### DATASET RECORDS

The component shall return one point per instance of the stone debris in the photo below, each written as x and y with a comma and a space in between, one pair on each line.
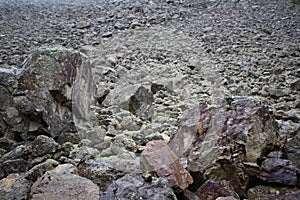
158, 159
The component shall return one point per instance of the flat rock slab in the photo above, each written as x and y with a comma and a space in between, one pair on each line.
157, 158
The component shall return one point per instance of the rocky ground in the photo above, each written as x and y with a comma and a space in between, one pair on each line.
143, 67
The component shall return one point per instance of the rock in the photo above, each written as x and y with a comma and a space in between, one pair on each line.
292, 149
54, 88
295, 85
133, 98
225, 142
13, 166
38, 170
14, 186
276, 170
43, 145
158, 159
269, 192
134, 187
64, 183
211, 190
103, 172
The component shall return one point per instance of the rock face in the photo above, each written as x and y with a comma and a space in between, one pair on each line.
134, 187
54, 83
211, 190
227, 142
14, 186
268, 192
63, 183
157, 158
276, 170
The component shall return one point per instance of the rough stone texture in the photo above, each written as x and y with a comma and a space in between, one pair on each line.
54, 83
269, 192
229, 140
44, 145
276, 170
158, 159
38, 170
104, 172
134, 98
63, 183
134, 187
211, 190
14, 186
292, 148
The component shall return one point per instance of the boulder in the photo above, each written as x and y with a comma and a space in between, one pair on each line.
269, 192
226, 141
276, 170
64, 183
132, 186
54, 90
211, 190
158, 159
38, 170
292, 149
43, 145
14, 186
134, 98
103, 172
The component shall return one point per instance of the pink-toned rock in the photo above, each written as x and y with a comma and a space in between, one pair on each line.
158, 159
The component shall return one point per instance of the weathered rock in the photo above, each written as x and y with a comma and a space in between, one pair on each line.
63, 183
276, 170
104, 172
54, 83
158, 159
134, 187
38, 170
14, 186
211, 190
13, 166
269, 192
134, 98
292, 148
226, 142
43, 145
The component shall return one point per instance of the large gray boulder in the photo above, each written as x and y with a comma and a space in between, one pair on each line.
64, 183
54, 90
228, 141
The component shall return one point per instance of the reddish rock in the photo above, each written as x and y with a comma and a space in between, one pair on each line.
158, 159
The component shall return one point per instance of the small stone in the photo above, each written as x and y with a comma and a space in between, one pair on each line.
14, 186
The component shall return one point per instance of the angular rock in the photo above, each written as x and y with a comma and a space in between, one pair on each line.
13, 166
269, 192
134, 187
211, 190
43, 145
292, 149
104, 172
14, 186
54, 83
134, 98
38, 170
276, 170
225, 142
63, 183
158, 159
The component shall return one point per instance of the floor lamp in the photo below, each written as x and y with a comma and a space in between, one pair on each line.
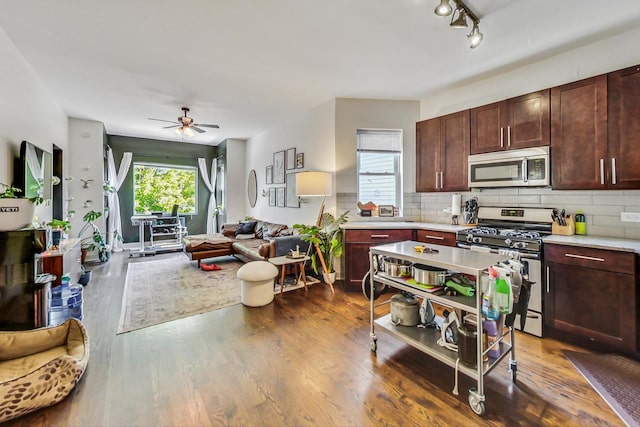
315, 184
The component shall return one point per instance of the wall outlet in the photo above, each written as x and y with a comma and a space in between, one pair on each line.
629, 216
---
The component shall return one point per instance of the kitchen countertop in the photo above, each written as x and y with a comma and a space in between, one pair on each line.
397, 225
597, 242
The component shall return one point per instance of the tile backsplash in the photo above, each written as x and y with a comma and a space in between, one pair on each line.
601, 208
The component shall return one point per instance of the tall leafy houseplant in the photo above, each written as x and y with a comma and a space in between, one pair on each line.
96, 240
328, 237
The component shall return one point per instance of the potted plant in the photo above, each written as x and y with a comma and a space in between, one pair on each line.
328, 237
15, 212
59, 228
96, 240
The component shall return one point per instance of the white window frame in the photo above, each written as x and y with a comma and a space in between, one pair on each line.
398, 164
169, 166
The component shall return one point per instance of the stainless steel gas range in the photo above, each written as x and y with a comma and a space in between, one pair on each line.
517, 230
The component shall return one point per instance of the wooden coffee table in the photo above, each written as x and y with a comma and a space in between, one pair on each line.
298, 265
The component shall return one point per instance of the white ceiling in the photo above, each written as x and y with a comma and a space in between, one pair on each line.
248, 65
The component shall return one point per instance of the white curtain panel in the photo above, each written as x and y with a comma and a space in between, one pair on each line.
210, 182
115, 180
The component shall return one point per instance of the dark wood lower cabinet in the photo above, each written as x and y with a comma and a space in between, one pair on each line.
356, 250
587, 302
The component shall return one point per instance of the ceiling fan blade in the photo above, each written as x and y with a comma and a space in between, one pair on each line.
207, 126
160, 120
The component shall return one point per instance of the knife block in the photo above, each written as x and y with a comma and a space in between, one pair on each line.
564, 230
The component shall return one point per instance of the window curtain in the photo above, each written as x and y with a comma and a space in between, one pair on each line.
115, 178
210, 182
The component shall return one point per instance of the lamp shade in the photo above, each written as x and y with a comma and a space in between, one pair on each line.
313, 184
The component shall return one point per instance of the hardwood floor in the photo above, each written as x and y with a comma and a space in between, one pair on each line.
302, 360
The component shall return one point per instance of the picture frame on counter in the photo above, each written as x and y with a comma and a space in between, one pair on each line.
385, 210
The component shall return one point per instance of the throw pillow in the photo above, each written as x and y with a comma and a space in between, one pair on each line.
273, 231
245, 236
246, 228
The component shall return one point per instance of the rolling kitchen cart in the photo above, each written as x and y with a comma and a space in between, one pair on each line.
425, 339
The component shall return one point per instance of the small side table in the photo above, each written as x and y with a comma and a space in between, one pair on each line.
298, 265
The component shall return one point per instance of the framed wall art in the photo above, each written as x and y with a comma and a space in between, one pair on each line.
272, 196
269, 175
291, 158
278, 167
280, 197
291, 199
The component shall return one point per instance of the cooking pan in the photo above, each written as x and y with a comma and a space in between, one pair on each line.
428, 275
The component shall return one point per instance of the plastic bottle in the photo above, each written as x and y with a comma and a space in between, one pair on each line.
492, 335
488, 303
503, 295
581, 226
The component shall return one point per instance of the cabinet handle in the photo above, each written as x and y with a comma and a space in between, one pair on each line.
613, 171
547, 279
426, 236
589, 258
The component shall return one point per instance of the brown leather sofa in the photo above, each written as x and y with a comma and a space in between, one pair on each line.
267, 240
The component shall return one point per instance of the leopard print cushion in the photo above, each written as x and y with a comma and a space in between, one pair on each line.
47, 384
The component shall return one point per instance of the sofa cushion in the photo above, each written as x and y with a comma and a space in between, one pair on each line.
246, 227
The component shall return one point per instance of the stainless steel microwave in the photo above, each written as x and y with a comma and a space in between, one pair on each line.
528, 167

### SET EXERCISE
Count the lines in the rows above that contain the string "kitchen", treating case as significant. Give only the number.

### OUTPUT OF THE EXERCISE
2